作業指示:
本文抜粋のうち、「昭和五十七年度に建築史、考古」から「涯について書くことにしよう。」までの部分を、一字一句たがえずに書き写しなさい。

本文抜粋:
昭和五十七年度に建築史、考古学の分野で大きな話題になったのは、山田寺の発掘であった。千余年埋まっていた木の柱や連子窓が、そっくりそのままあらわれて驚かされた。この建物は法隆寺より半世紀も古い。腐りやすい木が、土の中でよくその姿を保ってきたのは、古代人の木のいのちに対する祈りを、そのまま伝えるものとして人びとの心を打ったのである。
その中で興味深かったのは、柱がクスノキであったことである。その理由を用材の不足のためとみるか、ヒノキは神様の木、クスノキは仏様の木というように解釈するかは、今後に残された研究課題であろう。 ところで私たちがいま木造文化財を語ることができるのは、木が長持ちする材料だからである。だがそれは石のように不変ではない。少しずつ変質しながら生きつづけている。つまり木は建物や彫刻に使われたとき第二の生が始まって「二度生きる」わけである。ここでは木の第二の生涯について書くことにしよう。

記録:
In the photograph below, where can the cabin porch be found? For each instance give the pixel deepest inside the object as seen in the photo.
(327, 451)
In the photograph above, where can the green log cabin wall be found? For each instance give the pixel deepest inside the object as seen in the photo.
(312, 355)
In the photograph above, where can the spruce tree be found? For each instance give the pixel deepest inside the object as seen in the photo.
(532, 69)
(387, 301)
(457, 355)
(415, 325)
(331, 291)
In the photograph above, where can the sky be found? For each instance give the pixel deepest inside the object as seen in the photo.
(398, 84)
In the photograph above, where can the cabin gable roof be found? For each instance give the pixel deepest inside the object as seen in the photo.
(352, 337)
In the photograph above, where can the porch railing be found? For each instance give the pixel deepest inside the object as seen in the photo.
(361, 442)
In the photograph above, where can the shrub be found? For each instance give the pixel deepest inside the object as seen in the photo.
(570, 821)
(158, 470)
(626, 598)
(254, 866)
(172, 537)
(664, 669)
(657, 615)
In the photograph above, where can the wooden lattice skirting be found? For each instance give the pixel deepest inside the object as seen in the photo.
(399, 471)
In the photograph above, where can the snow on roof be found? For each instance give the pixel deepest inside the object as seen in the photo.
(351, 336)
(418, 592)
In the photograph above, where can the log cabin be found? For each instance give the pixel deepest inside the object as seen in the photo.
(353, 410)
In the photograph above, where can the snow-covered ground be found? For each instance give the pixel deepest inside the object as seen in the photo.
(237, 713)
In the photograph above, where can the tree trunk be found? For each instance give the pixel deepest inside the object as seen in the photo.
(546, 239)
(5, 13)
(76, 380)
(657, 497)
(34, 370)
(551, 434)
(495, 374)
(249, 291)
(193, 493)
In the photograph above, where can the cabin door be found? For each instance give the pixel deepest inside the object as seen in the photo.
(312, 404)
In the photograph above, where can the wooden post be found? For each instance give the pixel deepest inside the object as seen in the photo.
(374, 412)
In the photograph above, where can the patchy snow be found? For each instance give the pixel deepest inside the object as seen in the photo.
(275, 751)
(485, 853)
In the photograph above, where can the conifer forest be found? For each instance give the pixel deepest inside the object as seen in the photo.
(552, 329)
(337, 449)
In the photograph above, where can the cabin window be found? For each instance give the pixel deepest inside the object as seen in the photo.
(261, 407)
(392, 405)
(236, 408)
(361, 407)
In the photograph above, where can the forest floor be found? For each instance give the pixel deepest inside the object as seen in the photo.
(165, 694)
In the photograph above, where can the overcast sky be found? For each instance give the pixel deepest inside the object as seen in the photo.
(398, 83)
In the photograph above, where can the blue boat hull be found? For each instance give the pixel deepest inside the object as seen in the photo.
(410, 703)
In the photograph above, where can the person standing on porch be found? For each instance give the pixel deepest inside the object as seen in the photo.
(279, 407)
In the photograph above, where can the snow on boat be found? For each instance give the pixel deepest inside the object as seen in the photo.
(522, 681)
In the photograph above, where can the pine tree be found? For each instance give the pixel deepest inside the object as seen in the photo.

正答:
昭和五十七年度に建築史、考古学の分野で大きな話題になったのは、山田寺の発掘であった。千余年埋まっていた木の柱や連子窓が、そっくりそのままあらわれて驚かされた。この建物は法隆寺より半世紀も古い。腐りやすい木が、土の中でよくその姿を保ってきたのは、古代人の木のいのちに対する祈りを、そのまま伝えるものとして人びとの心を打ったのである。
その中で興味深かったのは、柱がクスノキであったことである。その理由を用材の不足のためとみるか、ヒノキは神様の木、クスノキは仏様の木というように解釈するかは、今後に残された研究課題であろう。 ところで私たちがいま木造文化財を語ることができるのは、木が長持ちする材料だからである。だがそれは石のように不変ではない。少しずつ変質しながら生きつづけている。つまり木は建物や彫刻に使われたとき第二の生が始まって「二度生きる」わけである。ここでは木の第二の生涯について書くことにしよう。